**TASKS AND EXERCISES**
1. In the prepping thread, copy the passage from "Will buy a seedpackage" to "(Sep 5, 2021)" word for word.
2. Answer these from the prepping thread:
(a) How much rice does norseman78 have?
(b) How long is norseman78's firewood expected to last?
(c) How many people are in RedSky's family?
3. Does the prepping thread support each statement? Answer yes or no, and quote the words that settle it.
(a) norseman78 keeps oatmeal in glass jars.
(b) norseman78 has already installed solar panels.
(c) RedSky's family lives completely off the grid.

**TEXT PROVIDED**
------------

# How prepped are you?



## norseman78 (Sep 29, 2021)

Just curious how prepped you all are in all areas. 

Food/water
I think i'm somewhat prepped when it comes to food/water. 
I have about 100 cans of food, 120kg rice, 10kg pasta, 200litre water in sealed cans, 30 days of MRE. 50 boxes of canned fish, 50 boxes of canned liverpate,
40kg of oatmeal in glassjars to name something. Also have sugar, salt, wheat and such in sealed glasscontainers. 

Power/warmth
Currently have firewood to last 2-3 seasons of winter.

1st aid equipment. 
Have a bag of random 1st aid stuff.

Light
Have a box of candles, flashlights, batteries and such


I'm planning to build several things to prepare for the crisis thats ahead. 
Will grow a bigger garden with potatoes, carrots, herbs, vegetables and such. 
Will extend house to build a coolroom for food. 
Pondering upon setting up solar panels to be safe from poweroutages and powerfailure as well as higher prices. 
Will buy a seedpackage that will let me plant for several years. 
Will also buy lots of soil, fertilizer and such to be able to keep farming in my own place.

I'm not at all well prepared,but hopefully i'm well underway.


----------



## RedSky (Sep 5, 2021)

Five years ago I relocated from suburbs of a medium-sized city to a village outside a smaller town where my wife and I could still earn a living. We're not completly off the grid but we do have some privacy, nestled against a forest with a few acres of land. Plenty of water, food and supplies to last our family of 5 (2 adults, 3 kids) maybe half a year, if we didn't supplement. When I was young and single I just needed a go bag, some MREs and weapons. It's much more complicated when you have kids and they want to live a "normal-ish" life.

------------

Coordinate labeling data
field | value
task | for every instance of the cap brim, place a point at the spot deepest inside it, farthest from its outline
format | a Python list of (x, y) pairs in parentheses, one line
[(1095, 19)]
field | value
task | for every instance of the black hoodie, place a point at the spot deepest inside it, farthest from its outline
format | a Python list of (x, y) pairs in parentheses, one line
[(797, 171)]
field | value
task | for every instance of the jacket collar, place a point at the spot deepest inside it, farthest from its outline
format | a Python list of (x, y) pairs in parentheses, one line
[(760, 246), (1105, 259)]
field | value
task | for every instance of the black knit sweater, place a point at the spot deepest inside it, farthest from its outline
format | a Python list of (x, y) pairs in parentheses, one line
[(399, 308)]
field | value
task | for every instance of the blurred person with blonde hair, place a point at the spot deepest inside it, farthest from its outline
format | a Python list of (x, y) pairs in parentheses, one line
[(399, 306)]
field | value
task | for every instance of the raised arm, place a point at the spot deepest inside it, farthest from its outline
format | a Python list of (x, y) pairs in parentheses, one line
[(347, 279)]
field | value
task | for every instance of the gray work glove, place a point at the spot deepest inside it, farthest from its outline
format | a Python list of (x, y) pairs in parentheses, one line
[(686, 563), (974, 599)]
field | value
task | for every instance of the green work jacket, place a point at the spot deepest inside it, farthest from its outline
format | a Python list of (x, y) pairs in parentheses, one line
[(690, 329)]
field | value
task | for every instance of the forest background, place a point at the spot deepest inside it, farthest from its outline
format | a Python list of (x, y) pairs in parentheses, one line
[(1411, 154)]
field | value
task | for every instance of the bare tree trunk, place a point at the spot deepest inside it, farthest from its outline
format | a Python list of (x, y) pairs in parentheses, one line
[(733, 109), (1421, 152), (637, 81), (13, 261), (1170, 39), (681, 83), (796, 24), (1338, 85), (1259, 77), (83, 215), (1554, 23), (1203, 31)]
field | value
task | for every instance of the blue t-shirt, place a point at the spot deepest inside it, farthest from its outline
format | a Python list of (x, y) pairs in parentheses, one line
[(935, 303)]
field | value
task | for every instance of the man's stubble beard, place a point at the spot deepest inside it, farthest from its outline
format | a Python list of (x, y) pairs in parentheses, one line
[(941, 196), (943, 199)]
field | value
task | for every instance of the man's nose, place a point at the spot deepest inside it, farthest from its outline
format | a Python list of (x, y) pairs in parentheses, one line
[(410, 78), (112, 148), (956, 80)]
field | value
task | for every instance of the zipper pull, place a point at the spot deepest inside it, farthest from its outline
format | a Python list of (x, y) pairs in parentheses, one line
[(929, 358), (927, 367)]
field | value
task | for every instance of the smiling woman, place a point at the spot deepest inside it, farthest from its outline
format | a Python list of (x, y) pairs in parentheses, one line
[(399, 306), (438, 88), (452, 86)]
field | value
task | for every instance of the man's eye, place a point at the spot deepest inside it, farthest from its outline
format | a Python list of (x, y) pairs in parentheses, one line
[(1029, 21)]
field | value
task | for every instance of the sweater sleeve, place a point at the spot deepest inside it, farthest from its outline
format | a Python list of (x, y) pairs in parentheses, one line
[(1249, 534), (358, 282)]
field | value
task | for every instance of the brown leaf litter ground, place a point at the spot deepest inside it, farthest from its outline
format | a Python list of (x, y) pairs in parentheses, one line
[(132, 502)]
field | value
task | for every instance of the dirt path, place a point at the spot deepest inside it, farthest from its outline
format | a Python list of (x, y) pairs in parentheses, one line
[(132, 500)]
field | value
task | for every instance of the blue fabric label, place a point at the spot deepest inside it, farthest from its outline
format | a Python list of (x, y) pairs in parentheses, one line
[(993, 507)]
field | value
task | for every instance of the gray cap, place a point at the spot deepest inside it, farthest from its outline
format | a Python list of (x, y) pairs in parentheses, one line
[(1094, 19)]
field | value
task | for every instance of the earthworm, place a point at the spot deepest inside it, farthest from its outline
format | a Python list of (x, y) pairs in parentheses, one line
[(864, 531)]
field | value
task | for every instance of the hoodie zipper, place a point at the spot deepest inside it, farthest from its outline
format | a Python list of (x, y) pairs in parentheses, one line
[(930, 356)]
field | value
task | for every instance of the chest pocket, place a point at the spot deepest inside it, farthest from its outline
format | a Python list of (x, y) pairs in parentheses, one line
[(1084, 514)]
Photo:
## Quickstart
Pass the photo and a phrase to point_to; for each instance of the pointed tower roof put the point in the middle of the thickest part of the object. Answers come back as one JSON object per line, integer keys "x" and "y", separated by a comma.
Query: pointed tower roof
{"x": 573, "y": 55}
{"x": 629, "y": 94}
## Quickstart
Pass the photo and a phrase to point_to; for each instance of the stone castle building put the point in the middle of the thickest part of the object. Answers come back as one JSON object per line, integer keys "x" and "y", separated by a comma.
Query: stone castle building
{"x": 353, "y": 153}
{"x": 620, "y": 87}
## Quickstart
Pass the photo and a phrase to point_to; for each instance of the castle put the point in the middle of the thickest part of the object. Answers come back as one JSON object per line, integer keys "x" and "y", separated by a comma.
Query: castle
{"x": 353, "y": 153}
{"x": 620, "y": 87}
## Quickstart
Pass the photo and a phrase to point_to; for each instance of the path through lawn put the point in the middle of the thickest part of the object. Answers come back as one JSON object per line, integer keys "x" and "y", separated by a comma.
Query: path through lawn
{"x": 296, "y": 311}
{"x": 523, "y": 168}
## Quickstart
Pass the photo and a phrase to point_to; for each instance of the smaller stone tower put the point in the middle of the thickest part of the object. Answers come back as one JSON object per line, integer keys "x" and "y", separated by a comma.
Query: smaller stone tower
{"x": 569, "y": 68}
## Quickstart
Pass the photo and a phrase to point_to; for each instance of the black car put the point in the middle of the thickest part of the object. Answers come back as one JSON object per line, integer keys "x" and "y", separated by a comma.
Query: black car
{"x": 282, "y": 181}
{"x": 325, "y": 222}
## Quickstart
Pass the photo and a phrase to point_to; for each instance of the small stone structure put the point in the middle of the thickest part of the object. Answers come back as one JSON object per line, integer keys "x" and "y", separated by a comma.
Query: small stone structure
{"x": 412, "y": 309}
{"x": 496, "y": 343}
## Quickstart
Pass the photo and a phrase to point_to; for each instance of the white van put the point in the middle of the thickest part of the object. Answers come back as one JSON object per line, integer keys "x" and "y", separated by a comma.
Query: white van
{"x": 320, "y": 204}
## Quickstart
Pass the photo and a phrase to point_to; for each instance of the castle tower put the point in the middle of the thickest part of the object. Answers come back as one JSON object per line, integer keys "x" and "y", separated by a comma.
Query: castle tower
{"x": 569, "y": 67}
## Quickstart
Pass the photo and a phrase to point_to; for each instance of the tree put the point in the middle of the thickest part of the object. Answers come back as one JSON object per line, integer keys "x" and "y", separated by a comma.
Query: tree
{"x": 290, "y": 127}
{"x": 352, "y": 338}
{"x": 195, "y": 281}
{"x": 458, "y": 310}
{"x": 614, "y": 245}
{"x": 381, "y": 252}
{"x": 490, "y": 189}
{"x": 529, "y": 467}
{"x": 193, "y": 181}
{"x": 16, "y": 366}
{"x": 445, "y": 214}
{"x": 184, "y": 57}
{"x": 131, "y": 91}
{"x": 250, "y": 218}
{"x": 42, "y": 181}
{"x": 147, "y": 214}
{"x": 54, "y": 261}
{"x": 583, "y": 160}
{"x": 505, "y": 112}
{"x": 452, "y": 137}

------------

**WORKED SOLUTIONS**
1.
Will buy a seedpackage that will let me plant for several years. 
Will also buy lots of soil, fertilizer and such to be able to keep farming in my own place.

I'm not at all well prepared,but hopefully i'm well underway.


----------



## RedSky (Sep 5, 2021)

2.
(a) 120kg
(b) 2-3 seasons of winter
(c) 5 (2 adults, 3 kids)

3.
(a) Yes: "40kg of oatmeal in glassjars"
(b) No: "Pondering upon setting up solar panels"
(c) No: "We're not completly off the grid"